Tasks to perform
(a) According to the reverse engineering write-up, which disassembler did the author use to examine the challenge binaries?
(b) Continue the reverse engineering write-up from its last sentence.
— start Selected passage —
This challenge was pretty straightforward, even as a beginner (hence the title BabyRE). It was the perfect introduction to reverse engineering for me as I haven’t done much in the past. My first instinct was to attempt running strings on the program… and what do you know, it revealed some interesting information!

Output from strings command

Based on this information it looks like we have the flag! So I attempted to concatenate all of the lines that appear related to the flag and submit…. nope wrong flag! Looking a bit closer at the flag we can see that the text appears to be only lowercase characters and numbers, infact it looks like hex. Each of the lines end in “H” so perhaps that’s just denoting that the contents are hex? Removing the H reveals FLAG-{0937122d036885153b0b8b50edd695599cf7c933fda497965dbcd24dd55924fc} - submit and bam we’ve got the flag!

However I didn’t stop there but rather I decided to take a few minutes to look at the challenge in a disassembler (I chose to use IDA) just incase it gave some kind of indication how the upcoming challenges might have operated. For all of the BabyRE challenges I only followed the branches which lead to success, for example if no input fails then I would stop analyzing that branch. I personally found this the quickest way to solve the problems. I’m not going to go into too much detail about the IDA process here since I talk about it more in the BabyRE1 solution, however this is what the disassembly graph looked like:

BabyRE0 Disassembly Graph

Does ^ help at all?

Once again I started by running Strings. This time it looks like the string was obfuscated somehow – looks like more work is required. After some basic analysis I decided to hop right into reversing the binary with IDA. In hindsight I probably would have been better off running it through a debugger first with some test input just to see what’s happening.

Opening the binary in IDA revealed a challenge quite similar to that of BabyRE0. In fact it was so similar that only one section of the binary really changed, specifically the section at loc_4006c6.

Disasembler view

The important instruction to notice here is xor eax, 42h, what this does is take the byte in EAX and XOR is with the byte 42H. This kind of trick is known as a single byte XOR and is an extremely simple method of “encrypting” data. All you need to do to get the data back is XOR each byte in the flag string, which was setup in the first block of the binary, with the value 42H. This will reveal FLAG-{d0d383e0baa1543470c9bdd5f5ded71875d121f502bf494e21723250c9641c4b}. This is because the program loops over the string stored in memory and XORs each byte of that srting with the key.
— end Selected passage —
— start Supplied material —
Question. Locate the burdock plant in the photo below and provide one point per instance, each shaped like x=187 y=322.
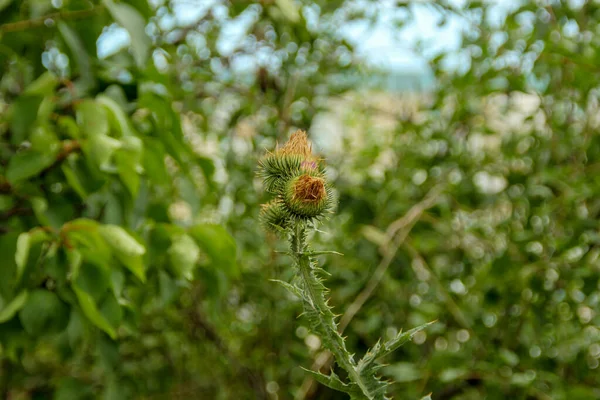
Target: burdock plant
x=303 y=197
— end Supplied material —
— start Supplied material —
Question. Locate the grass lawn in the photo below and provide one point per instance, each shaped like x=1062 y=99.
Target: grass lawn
— end Supplied material —
— start Supplied material —
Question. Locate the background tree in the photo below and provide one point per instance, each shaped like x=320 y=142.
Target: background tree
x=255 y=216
— end Supplied material —
Answers by task
(a) IDA

(b)
Is that the CRC32 checksum of a file?

Once again I ran Strings which revealed nothing. Like BabyRE 1 I jumped right into disassembling the binary without performing any debugging. IDA revealed some useful information right away. Looking at the functions on the left hand side we can see that the program imports some File IO functions as well as implementing its own CRC32 function. I decided to make some assumptions for sake of time, firstly I assumed the CRC32 function is a valid CRC32 implementation and secondly I assumed the file must be read by the program in some standard fashion so the flag isn’t located in the areas which are just reading the file but rather what happens after the file is read.

This was probably the largest binary I’ve had to analyze in a reversing challenge so far. I decided to approach it differently, instead of trying to understand the program from the top down, I tracked back from the success function. Much like the previous challenges the success case is reached when the length of the string has been read, however before that length is reached the function appears to loop over some memory denoted by flag_string and perform some operations. It should be noted that the flag_string is just stored as bytes in the data section at 0x601080 and can easily be read as hex.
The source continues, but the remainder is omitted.